**TASK BRIEF:**
Output as a numbered list the lines of the data starting at the line containing "One pin marks each instance of the radar" and ending at the line containing "x=605 y=363", leaving out blank lines.

── GIVEN RECORDS

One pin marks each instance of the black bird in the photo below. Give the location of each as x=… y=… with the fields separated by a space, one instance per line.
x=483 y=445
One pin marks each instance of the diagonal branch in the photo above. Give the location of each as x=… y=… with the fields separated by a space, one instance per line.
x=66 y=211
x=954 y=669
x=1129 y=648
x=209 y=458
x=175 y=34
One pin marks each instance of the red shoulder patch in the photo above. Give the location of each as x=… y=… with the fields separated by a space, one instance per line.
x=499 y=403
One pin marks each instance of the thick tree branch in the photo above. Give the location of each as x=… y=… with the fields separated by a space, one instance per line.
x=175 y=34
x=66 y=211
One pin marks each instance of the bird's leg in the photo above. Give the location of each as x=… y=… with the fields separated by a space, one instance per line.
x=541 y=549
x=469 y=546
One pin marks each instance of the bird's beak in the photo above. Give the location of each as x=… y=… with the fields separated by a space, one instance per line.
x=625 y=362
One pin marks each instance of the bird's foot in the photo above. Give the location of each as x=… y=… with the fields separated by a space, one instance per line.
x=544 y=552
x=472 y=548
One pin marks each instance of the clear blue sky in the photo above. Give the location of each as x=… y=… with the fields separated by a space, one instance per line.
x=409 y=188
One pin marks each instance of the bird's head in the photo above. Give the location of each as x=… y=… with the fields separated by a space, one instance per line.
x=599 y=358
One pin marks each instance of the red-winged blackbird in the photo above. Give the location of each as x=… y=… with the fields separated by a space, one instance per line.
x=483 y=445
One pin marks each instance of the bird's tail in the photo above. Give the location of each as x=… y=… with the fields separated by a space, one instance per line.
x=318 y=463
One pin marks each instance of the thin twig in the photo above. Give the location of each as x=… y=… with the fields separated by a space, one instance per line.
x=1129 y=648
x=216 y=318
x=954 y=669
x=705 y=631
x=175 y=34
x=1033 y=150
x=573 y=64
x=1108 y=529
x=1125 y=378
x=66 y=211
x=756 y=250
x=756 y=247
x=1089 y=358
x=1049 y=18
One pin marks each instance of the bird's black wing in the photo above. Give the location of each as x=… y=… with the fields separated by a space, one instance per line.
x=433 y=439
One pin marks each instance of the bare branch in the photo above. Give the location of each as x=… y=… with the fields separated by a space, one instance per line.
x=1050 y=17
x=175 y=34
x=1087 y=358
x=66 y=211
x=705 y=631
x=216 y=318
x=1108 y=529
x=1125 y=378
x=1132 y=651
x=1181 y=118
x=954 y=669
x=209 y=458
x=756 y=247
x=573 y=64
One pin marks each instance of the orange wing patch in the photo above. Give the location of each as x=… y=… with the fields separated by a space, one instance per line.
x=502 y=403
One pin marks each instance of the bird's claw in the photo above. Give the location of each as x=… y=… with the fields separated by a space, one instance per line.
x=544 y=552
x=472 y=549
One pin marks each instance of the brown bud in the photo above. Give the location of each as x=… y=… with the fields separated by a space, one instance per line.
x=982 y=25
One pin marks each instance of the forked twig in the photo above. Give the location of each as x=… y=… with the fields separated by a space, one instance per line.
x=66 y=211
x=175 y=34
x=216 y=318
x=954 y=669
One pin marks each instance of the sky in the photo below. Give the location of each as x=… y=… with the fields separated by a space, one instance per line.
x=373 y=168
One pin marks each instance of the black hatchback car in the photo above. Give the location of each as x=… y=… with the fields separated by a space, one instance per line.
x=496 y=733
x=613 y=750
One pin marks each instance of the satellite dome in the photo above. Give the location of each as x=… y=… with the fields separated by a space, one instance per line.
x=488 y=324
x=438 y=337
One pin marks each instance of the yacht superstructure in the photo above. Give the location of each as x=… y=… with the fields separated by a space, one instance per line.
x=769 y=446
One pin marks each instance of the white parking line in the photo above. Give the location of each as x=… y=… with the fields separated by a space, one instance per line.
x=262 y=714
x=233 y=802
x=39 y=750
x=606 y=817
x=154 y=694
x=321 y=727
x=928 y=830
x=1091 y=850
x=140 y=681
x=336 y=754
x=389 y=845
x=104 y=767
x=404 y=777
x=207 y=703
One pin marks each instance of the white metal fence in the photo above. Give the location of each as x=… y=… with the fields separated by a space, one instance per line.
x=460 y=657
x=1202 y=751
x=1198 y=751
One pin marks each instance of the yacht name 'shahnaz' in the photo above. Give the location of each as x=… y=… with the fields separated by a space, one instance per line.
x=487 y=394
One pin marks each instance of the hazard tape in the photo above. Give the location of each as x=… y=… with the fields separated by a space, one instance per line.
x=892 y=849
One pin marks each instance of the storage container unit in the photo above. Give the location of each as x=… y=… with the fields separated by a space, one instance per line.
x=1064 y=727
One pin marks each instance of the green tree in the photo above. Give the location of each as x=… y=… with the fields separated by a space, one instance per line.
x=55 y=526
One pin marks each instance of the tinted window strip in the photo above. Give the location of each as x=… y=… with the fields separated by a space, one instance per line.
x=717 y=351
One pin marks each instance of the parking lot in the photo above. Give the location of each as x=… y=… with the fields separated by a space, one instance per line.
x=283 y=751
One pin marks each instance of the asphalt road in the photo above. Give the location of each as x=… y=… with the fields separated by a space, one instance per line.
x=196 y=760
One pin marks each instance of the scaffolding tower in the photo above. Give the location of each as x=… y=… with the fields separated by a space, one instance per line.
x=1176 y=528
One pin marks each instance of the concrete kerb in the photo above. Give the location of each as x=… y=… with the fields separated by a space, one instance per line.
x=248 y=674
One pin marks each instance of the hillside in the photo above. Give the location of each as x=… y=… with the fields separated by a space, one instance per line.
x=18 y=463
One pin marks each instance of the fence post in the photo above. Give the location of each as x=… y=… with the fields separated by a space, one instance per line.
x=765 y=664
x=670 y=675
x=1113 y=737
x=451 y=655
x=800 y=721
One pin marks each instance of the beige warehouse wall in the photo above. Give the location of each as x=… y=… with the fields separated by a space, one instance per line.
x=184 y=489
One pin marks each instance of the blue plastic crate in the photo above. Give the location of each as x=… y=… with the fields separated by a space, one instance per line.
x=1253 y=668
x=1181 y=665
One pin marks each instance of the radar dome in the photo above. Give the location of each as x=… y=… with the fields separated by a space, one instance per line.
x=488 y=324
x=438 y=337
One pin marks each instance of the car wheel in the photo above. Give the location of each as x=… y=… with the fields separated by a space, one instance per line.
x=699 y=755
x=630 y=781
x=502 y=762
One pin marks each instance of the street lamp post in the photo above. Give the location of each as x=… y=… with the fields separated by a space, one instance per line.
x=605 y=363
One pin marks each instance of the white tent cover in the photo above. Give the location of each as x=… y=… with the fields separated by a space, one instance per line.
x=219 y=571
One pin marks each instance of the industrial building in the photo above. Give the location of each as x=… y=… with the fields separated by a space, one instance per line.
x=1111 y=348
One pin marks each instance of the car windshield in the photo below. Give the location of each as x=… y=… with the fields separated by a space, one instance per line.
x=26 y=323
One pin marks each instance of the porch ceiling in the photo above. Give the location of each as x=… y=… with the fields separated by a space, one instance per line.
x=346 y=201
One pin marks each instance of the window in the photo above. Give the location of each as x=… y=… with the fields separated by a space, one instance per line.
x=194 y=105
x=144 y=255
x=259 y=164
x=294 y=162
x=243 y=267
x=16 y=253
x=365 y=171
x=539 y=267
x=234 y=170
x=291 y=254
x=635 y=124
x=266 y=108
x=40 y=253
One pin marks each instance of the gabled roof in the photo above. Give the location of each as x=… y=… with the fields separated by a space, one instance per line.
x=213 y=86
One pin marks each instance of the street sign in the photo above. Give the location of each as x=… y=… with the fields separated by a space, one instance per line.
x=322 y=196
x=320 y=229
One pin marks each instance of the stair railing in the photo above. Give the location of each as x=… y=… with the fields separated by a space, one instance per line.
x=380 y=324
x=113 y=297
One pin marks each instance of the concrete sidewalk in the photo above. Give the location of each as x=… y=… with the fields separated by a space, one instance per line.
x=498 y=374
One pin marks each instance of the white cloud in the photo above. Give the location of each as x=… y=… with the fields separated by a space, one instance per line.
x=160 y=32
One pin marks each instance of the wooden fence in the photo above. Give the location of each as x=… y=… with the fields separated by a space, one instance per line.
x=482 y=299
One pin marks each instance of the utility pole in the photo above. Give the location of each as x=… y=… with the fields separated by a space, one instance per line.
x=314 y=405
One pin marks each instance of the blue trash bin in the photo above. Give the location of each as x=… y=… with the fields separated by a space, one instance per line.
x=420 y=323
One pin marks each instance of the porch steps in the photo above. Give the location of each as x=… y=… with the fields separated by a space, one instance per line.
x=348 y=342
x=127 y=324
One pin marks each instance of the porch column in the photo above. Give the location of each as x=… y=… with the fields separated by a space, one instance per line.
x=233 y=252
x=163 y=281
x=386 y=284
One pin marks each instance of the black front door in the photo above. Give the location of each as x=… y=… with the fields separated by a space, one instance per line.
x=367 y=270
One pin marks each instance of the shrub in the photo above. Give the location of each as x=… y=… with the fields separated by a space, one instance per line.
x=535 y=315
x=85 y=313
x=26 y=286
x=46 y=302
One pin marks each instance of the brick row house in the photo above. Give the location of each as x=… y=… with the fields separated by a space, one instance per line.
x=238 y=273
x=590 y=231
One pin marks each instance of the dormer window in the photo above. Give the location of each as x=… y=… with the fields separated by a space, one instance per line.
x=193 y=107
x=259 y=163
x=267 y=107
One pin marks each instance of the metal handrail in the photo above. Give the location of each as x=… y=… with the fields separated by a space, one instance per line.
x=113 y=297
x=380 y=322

────

**RESULT OF THE TASK:**
1. One pin marks each instance of the radar dome in the photo above. Give the location of each as x=… y=… with the fields separated by a space, one instance per line.
2. x=488 y=324
3. x=438 y=337
4. One pin marks each instance of the car wheel in the photo above. Give the location of each as x=… y=… with the fields separated by a space, one instance per line.
5. x=699 y=755
6. x=630 y=781
7. x=502 y=762
8. One pin marks each instance of the street lamp post in the photo above. Give the location of each as x=… y=… with the fields separated by a space, one instance per line.
9. x=605 y=363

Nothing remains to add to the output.